WHAT TO PRODUCE
What do the lines from the one containing "Point out the turquoise" through the end of the entries say? Quote them exactly, and only them.

INFORMATION PROVIDED
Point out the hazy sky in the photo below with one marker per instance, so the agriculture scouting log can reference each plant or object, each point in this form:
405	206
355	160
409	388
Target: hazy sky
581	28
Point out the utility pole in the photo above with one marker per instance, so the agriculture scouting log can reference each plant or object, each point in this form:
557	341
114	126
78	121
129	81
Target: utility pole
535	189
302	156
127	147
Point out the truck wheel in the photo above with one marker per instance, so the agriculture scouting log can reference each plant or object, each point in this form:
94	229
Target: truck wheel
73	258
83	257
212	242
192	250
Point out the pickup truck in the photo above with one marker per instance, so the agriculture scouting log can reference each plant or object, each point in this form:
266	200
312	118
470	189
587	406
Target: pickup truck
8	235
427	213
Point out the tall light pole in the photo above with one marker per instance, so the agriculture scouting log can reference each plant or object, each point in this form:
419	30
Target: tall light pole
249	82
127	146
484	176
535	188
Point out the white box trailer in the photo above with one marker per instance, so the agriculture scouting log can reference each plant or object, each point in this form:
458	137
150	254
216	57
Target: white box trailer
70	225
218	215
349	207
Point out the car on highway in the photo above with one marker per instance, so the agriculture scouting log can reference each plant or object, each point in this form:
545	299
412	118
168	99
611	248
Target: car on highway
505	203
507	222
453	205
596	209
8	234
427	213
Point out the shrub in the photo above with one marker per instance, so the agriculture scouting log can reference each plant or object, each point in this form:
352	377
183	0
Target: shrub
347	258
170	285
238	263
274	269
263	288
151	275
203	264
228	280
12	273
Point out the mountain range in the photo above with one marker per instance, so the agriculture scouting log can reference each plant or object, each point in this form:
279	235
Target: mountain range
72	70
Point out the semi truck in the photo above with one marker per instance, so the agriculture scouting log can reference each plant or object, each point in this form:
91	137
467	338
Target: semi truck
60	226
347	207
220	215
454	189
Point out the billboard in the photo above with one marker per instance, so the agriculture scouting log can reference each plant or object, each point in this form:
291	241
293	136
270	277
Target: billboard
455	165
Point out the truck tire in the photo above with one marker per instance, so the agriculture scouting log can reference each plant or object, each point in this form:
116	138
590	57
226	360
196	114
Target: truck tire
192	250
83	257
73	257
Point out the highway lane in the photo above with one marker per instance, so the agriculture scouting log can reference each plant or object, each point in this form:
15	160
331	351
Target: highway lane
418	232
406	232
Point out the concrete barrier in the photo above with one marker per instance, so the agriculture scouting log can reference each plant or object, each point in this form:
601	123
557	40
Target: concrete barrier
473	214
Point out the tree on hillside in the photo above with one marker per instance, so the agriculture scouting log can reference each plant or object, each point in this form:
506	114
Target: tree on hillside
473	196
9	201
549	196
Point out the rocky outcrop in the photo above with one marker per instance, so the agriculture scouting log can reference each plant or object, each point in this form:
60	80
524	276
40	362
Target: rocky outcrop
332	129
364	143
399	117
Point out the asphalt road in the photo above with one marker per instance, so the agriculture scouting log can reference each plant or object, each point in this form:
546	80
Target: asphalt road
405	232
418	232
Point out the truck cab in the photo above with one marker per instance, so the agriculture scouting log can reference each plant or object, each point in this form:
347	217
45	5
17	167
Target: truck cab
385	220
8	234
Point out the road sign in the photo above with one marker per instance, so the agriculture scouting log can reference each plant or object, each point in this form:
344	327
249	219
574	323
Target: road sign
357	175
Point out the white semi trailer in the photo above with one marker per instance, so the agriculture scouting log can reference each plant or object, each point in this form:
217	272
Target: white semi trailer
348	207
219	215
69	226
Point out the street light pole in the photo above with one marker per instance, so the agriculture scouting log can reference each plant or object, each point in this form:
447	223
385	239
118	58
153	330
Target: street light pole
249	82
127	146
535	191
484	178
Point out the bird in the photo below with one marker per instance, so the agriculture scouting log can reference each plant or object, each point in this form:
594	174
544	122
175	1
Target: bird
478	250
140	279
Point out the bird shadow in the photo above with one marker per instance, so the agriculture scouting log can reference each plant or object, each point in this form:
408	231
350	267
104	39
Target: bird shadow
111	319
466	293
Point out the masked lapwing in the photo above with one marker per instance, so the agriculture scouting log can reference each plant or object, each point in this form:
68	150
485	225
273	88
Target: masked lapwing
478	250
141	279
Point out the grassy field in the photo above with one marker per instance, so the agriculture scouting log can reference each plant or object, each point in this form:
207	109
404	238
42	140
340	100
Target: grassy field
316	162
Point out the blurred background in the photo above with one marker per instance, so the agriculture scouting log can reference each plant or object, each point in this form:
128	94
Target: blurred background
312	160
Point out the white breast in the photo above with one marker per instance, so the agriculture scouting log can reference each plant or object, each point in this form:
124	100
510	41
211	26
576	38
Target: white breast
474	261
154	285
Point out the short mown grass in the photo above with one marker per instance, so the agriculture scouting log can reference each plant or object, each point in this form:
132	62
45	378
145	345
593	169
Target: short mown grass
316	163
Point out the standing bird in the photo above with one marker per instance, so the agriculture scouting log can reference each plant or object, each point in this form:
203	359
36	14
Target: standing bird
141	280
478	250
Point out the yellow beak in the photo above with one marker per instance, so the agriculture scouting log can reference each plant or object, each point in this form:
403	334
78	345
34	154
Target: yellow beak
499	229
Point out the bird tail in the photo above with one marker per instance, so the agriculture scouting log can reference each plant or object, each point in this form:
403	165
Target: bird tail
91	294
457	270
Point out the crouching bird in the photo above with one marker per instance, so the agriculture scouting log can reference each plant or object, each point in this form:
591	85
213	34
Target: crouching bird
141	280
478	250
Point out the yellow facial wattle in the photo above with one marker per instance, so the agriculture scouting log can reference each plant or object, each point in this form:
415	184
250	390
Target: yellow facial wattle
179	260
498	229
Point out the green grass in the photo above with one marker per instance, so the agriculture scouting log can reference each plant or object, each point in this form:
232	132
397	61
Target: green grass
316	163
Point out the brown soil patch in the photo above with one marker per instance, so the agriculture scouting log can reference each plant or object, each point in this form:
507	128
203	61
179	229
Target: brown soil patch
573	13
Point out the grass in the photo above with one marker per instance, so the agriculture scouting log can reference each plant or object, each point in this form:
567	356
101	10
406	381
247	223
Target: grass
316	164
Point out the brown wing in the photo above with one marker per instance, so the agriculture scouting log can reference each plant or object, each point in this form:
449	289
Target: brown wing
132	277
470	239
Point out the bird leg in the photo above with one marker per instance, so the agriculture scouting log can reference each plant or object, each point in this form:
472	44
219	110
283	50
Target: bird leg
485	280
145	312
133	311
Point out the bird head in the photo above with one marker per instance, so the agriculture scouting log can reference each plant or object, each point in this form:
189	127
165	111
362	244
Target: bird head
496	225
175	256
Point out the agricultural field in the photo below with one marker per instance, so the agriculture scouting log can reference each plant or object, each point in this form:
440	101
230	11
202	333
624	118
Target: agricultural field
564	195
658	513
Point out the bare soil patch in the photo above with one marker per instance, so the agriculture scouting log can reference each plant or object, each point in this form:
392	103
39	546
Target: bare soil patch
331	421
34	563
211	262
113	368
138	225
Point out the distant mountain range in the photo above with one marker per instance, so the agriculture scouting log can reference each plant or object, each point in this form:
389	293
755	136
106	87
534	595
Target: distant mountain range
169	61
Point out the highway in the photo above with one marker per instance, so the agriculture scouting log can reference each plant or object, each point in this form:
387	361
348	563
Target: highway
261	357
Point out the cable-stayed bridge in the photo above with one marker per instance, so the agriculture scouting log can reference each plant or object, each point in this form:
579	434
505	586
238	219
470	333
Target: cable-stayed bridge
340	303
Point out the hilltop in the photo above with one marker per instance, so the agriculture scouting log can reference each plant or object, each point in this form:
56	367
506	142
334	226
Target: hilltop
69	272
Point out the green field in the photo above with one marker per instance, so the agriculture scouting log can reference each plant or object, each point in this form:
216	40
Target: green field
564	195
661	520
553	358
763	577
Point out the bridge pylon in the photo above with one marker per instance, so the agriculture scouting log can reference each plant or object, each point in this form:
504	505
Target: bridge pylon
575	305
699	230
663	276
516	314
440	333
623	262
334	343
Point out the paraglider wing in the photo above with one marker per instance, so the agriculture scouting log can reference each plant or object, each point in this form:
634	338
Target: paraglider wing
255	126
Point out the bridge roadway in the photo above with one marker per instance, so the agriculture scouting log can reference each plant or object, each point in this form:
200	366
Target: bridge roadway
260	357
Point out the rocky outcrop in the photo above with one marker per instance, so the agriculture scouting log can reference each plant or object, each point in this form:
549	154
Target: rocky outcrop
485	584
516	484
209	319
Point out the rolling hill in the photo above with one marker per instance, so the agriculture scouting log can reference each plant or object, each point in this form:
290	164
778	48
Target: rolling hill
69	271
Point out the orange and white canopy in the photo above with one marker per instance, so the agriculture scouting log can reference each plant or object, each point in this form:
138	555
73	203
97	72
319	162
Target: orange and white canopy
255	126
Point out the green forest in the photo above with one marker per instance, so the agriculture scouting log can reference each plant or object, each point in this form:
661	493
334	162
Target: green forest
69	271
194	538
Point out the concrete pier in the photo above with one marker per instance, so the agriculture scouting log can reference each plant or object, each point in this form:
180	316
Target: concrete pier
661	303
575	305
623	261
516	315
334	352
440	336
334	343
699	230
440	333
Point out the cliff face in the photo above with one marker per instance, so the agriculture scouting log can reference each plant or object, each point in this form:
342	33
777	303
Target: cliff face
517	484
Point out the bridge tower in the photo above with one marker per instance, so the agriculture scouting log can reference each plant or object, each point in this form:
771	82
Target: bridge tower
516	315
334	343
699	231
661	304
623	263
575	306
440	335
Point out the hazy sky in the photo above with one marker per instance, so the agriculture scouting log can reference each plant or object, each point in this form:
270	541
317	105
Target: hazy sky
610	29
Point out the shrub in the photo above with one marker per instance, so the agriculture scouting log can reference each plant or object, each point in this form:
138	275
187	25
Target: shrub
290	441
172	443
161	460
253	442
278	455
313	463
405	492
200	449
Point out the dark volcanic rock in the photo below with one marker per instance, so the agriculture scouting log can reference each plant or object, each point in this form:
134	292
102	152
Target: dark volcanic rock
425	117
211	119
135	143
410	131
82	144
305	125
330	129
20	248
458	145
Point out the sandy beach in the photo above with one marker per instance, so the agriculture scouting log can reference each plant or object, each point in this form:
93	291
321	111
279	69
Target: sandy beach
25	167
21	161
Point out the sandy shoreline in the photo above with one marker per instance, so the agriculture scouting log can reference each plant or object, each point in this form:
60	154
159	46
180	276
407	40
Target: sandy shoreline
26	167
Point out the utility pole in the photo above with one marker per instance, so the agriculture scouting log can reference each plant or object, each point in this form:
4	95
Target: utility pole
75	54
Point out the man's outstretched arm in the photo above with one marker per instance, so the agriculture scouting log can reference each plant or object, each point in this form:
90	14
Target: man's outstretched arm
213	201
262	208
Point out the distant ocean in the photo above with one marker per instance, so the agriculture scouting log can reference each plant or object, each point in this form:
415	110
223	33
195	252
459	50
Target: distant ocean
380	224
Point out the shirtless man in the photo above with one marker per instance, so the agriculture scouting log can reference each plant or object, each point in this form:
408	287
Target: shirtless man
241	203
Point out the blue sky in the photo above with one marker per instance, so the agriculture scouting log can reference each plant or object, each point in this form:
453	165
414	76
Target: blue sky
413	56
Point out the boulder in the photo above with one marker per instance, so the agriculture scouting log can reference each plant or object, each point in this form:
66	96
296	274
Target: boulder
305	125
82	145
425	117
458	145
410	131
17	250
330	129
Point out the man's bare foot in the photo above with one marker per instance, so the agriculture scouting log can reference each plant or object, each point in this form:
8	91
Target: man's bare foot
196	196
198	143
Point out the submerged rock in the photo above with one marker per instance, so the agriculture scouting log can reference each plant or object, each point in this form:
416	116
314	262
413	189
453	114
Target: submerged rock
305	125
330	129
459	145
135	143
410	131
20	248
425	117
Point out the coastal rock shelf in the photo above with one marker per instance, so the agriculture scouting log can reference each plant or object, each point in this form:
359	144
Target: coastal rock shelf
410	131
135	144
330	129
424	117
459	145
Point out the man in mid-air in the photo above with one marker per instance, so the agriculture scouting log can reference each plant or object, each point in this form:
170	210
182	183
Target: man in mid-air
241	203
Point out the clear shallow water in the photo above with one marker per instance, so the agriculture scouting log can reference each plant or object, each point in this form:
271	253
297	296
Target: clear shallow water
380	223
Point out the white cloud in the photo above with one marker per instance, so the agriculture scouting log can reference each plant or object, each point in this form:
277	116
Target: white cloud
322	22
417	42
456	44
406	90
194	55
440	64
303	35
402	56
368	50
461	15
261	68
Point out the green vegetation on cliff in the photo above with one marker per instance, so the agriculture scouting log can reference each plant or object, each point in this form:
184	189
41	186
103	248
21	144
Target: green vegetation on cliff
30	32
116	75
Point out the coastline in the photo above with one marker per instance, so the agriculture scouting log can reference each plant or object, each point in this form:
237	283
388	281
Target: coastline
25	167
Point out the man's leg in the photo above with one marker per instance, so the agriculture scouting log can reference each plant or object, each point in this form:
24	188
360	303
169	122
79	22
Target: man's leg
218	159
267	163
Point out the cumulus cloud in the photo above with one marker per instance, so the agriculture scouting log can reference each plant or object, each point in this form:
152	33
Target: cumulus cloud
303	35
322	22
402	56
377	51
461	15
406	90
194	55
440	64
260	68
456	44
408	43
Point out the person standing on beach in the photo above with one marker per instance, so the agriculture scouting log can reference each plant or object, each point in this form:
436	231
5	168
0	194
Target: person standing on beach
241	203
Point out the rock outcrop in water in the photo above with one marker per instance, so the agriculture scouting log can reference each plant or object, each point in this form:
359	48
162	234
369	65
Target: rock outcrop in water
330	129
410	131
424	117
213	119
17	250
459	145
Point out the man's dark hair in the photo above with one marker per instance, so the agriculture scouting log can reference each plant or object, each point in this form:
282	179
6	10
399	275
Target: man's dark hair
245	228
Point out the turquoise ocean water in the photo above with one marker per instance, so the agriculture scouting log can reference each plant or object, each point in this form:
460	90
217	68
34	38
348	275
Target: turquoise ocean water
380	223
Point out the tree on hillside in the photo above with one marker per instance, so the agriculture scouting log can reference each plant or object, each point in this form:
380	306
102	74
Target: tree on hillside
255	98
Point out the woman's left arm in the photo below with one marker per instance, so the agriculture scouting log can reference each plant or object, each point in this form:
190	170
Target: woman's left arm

SOLUTION TO THIS TASK
Point out the turquoise ocean water in the photo above with one marker per instance, so the agriculture scouting log can reference each plant or object, each point in this form:
460	90
217	68
34	38
348	275
Target: turquoise ocean water
380	223
Point out the tree on hillside in the photo above with one marker per instance, so the agriculture scouting log can reference each plant or object, each point in this form:
380	306
102	74
Target: tree on hillside
255	98
Point out the woman's left arm in the photo below with one marker per instance, so the agriculture scouting log can reference each plant or object, each point in this form:
190	170
Target: woman's left arm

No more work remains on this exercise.